▶ Requests
A – In the piece "Girls on Radiators" below, what work did the writer do for the elderly couple during the summer months?
B – Render this sentence from the piece "Girls on Radiators" below in Spanish: "They left me cash under a tea cup in the kitchen without fail, my paycheck."

▶ Document excerpt
GIRLS ON RADIATORS
for everyone in the photograph
I happen to think there is very little to say about writing
except hug life and learn to live for it. Dialogue will be there.
I visited 20 years at a girls school from the late 70s to late 90s.
I could point to you just the time, the girl, the hour, when I saw
Reagan ruin America. When America decided not to listen to
Jimmy Carter and instead listen to a gimpy actor. Downhill.
I was coming into the school for two months of the year when
my work load for money was lean and mean (winter). I was splitting
wood across town for an elderly couple for those same 20 winters.
Carson born and raised. In the summer months I did the gardens
for the elderly couple. They left me cash under a tea cup in the
kitchen without fail, my paycheck. At the school I was hired to
help out our nearest neighbor at the time, a half mile down river,
who had no idea how to teach poetry (and that was because she was
trying to teach it). I was building a stonewall for her and her husband,
they had Sweetheart and me in one evening after work for supper. She shared
her plight. Her husband said, "Why don't you ask Bob if he can help?"

▶ Given data
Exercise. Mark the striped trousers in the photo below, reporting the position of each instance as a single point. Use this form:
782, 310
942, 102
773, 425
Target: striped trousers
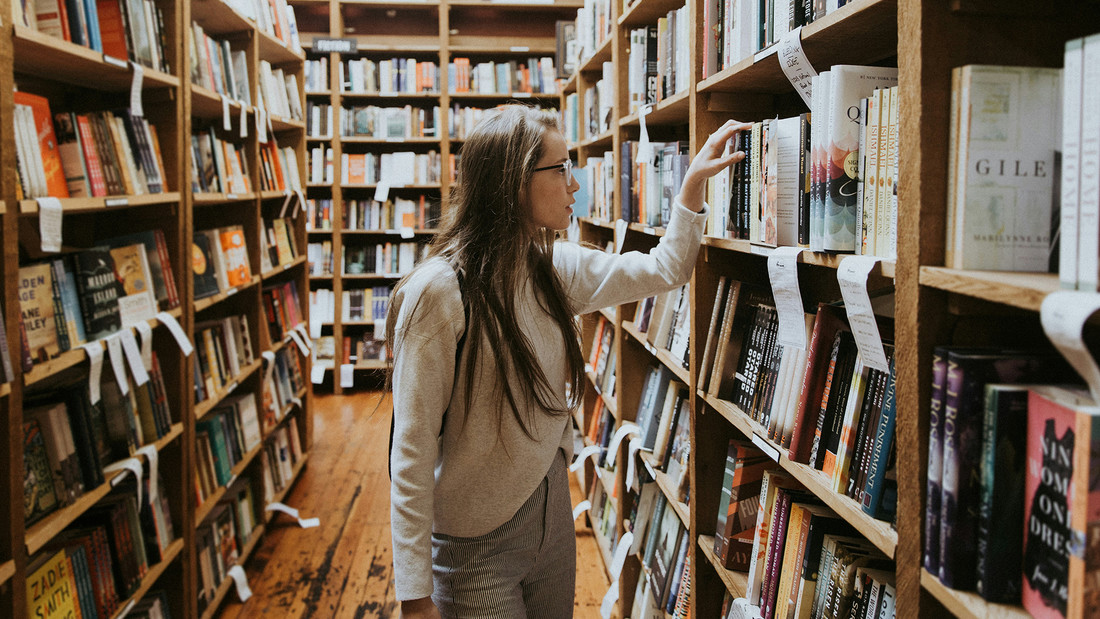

▶ Solutions by task
A – The writer did the gardens for them.

B – Me dejaban dinero en efectivo debajo de una taza de té en la cocina sin falta: mi sueldo.